[Records drawn from a dataset]
######
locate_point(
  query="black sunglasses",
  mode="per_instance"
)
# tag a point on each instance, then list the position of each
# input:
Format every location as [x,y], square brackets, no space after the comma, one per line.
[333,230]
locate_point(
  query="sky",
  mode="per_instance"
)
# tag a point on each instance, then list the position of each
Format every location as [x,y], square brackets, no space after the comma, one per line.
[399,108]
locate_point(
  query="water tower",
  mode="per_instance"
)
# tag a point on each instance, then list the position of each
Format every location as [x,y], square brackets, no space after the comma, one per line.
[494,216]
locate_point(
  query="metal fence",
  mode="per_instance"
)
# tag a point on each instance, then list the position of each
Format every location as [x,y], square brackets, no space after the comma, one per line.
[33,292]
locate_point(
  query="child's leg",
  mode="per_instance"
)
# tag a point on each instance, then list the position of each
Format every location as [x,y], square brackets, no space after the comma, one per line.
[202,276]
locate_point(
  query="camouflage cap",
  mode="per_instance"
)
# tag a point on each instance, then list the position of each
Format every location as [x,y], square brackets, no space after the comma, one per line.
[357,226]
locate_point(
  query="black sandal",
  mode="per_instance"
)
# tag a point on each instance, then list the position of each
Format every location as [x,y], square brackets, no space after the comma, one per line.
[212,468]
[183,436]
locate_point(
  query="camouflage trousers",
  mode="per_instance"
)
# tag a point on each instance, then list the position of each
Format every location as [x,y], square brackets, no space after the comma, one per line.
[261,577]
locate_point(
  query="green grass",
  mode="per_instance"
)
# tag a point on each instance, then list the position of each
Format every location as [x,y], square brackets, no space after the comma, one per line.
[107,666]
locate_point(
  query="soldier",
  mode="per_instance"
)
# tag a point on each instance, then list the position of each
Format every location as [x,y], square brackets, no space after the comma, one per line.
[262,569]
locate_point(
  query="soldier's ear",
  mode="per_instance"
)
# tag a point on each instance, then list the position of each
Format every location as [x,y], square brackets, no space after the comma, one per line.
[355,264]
######
THE TASK => Copy every line of the records, leaving nothing out.

RESULT OF THE EXERCISE =>
locate_point(
  query="black sunglasses",
  mode="per_instance"
)
# tag a point on each instance, then list the position of each
# input:
Format every location as [x,y], square brackets, no space after the comma, one per line.
[333,230]
locate_point(
  query="sky",
  mode="per_instance"
)
# tag a point on each instance, then list the position of each
Format every location as [x,y], square brackets, no space after the comma, one per line.
[399,108]
locate_point(
  query="water tower",
  mode="per_instance"
)
# tag a point on each instance, then list the position of each
Format every location as [x,y], square brackets, no space after the comma, one per line.
[494,216]
locate_point(
  query="metal fence",
  mode="per_instance"
)
# tag a point on each instance, then list the position of each
Format every location as [x,y], square brackets, no space after the comma, one per line.
[33,292]
locate_point(
  query="child's leg",
  mode="per_instance"
)
# tag a point on each instance, then list the position of each
Format every location as [x,y], square brackets, no space after the comma, one per line.
[202,276]
locate_point(
  query="camouflage cap",
  mode="per_instance"
)
# tag a point on each instance, then list the position of each
Format every location as [x,y], square brackets, no space after the comma, one per line.
[357,226]
locate_point(
  query="black sandal",
  mode="per_instance"
)
# tag a point on each instance, then list the position of each
Format every location as [x,y], square brackets, no space after the comma, one per line.
[212,468]
[183,436]
locate_point(
  query="camouflage trousers",
  mode="per_instance"
)
# tag a point on each instance, then list the position of each
Format every location as [x,y], square brackets, no space after the comma, one per line.
[261,577]
locate_point(
  query="green grass",
  mode="per_instance"
)
# tag a point on each instance, then list the position of each
Format every location as [x,y], square brackets, no space after the comma, one per line.
[107,666]
locate_point(
  query="soldier",
  mode="per_instance"
)
# tag a point on each instance, then list the position of each
Format every location as [x,y], square brackets, no space after the comma, one per line.
[262,569]
locate_point(
  query="soldier's ear",
  mode="per_instance"
)
# tag a point on each instance, then list the position of each
Format every location as [x,y], square brackets, no space after the comma, one per line.
[355,264]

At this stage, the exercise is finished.